*WHAT THE EXERCISE ASKS*: Rewrite every one of the following rows as a numbered list, omitting any blank lines.

(Excerpts from point annotation data)
───
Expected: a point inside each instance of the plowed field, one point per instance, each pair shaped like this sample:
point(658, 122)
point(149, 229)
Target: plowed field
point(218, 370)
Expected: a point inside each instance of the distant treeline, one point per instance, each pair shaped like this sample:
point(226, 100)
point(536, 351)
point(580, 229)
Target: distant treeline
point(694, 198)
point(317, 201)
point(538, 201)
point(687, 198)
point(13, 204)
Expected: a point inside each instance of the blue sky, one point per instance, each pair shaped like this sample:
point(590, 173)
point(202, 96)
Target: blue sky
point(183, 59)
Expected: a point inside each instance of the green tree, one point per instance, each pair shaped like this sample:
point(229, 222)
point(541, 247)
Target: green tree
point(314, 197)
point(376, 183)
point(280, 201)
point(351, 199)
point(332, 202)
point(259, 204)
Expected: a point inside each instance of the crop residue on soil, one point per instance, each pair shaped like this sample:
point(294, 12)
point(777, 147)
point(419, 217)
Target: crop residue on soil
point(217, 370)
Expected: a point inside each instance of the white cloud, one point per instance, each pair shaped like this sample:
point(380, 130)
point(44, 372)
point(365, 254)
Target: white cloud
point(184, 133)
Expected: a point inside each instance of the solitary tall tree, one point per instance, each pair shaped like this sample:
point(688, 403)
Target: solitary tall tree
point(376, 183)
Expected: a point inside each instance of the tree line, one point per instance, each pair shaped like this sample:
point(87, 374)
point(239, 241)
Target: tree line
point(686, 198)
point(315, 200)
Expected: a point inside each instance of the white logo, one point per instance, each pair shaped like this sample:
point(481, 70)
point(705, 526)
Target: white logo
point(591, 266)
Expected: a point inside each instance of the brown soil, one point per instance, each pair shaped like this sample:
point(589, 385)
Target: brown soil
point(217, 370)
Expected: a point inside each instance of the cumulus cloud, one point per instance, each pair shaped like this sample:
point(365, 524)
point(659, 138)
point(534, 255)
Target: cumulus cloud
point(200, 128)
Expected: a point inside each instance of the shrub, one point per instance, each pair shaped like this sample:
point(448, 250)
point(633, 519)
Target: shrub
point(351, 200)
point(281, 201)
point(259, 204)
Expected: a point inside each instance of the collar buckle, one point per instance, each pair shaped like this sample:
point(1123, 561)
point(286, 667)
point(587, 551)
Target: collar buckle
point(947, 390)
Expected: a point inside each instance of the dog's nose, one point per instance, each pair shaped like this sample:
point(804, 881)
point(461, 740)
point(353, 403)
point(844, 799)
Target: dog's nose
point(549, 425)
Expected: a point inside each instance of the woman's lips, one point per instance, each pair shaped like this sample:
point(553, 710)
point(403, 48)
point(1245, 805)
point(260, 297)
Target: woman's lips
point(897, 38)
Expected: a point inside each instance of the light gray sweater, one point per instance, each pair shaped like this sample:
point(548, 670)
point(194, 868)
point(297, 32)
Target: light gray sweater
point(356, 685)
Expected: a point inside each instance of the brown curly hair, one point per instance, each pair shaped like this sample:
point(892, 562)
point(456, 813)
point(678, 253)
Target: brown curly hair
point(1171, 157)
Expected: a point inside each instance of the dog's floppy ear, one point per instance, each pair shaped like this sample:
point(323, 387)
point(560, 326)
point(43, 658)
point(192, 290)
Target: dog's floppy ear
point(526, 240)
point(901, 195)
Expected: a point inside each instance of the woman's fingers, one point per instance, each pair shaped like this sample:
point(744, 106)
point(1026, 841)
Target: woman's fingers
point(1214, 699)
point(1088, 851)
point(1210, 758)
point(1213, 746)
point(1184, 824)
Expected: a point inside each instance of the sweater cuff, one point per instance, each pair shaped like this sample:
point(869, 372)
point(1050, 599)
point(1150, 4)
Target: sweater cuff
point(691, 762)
───
*ANSWER FOR THE TASK*:
1. Expected: a point inside each instance of the plowed field, one point per instance, each pair shaped like this sample:
2. point(658, 122)
3. point(149, 229)
4. Target: plowed field
5. point(218, 370)
6. Expected: a point inside each instance of the distant treeline, one point per instance, each pair shaped like this sample:
7. point(226, 100)
8. point(536, 351)
9. point(580, 229)
10. Target: distant treeline
11. point(694, 198)
12. point(317, 201)
13. point(538, 201)
14. point(687, 198)
15. point(13, 204)
16. Expected: a point inside each instance of the blue sky, one point per instance, each pair shaped like this sample:
17. point(590, 173)
18. point(202, 96)
19. Target: blue sky
20. point(183, 59)
21. Expected: a point inside each instance of the green tree, one point per instance, each pair shaped like this sample:
22. point(229, 222)
23. point(541, 247)
24. Target: green tree
25. point(314, 197)
26. point(376, 183)
27. point(280, 201)
28. point(351, 199)
29. point(332, 202)
30. point(259, 204)
31. Expected: a point inside each instance of the crop residue on soil, one point per instance, each pair shaped like this sample:
32. point(294, 12)
33. point(777, 147)
34. point(419, 217)
35. Target: crop residue on soil
36. point(217, 370)
37. Expected: a point inside each instance of the white cloud, one point per instance, each pair shaped like this sample:
38. point(380, 130)
39. point(44, 372)
40. point(365, 254)
41. Target: white cloud
42. point(184, 133)
43. Expected: a point inside each instance of the solitary tall tree, one point per instance, each pair shaped like this sample:
44. point(688, 403)
45. Target: solitary tall tree
46. point(376, 183)
47. Expected: a point inside each instance of the tree line, one point per instance, each pair shaped like this sample:
48. point(87, 374)
49. point(239, 241)
50. Target: tree line
51. point(686, 198)
52. point(315, 200)
53. Expected: a point inside each instance of the white logo, one point per instance, each pair shaped like this sample:
54. point(481, 70)
55. point(705, 526)
56. Target: white logo
57. point(591, 266)
58. Expected: a point inside each instance of the brown soil, one point per instance, each pair shaped like this sample:
59. point(589, 385)
60. Target: brown soil
61. point(217, 370)
62. Expected: a point inside each instance of the cumulus cloud, one point per instance, each pair shaped like this sample:
63. point(365, 524)
64. point(659, 138)
65. point(534, 255)
66. Target: cumulus cloud
67. point(200, 128)
68. Expected: a point inside each instance of the shrub, one point per instance, each pair shaped like this sample:
69. point(448, 250)
70. point(633, 519)
71. Target: shrub
72. point(351, 200)
73. point(281, 201)
74. point(259, 204)
75. Expected: a point inside each instance of the collar buckle, one point per instance, each pair shaped like this sample:
76. point(1123, 561)
77. point(286, 667)
78. point(587, 551)
79. Target: collar buckle
80. point(947, 390)
81. Expected: a point inside each instance of the dog's nose, one point per instance, each pair shaped like this sample:
82. point(804, 881)
83. point(461, 740)
84. point(353, 403)
85. point(844, 799)
86. Target: dog's nose
87. point(549, 425)
88. Expected: a point inside each instance of the woman's lips, one point per instance, each pair shaped like this sample:
89. point(553, 710)
90. point(403, 48)
91. point(1245, 805)
92. point(260, 297)
93. Target: woman's lips
94. point(897, 38)
95. Expected: a point inside each instance of the light gray sweater, one point per instance, each pair shaped like this sample:
96. point(548, 670)
97. point(194, 868)
98. point(297, 32)
99. Target: light gray sweater
100. point(356, 685)
101. Expected: a point inside each instance of the brown curly hair, one point per instance, each pair shaped like this sample:
102. point(892, 562)
103. point(456, 813)
104. point(678, 253)
105. Target: brown curly hair
106. point(1171, 157)
107. Expected: a point inside each instance of the dog's floppy ear, one point per instance, each pair shaped like this sample:
108. point(323, 387)
109. point(560, 326)
110. point(43, 658)
111. point(192, 290)
112. Target: dog's floppy ear
113. point(526, 240)
114. point(901, 195)
115. Expected: a point inside each instance of the woman's fingers, one point per instance, each pair shaped like this sample:
116. point(744, 106)
117. point(1026, 841)
118. Target: woman's fingers
119. point(1214, 699)
120. point(1088, 851)
121. point(1210, 758)
122. point(1213, 746)
123. point(1184, 824)
124. Expected: a point inside each instance of the sweater cuff, one point per instance, each pair shaped like this sample:
125. point(869, 372)
126. point(1050, 599)
127. point(1150, 4)
128. Target: sweater cuff
129. point(691, 762)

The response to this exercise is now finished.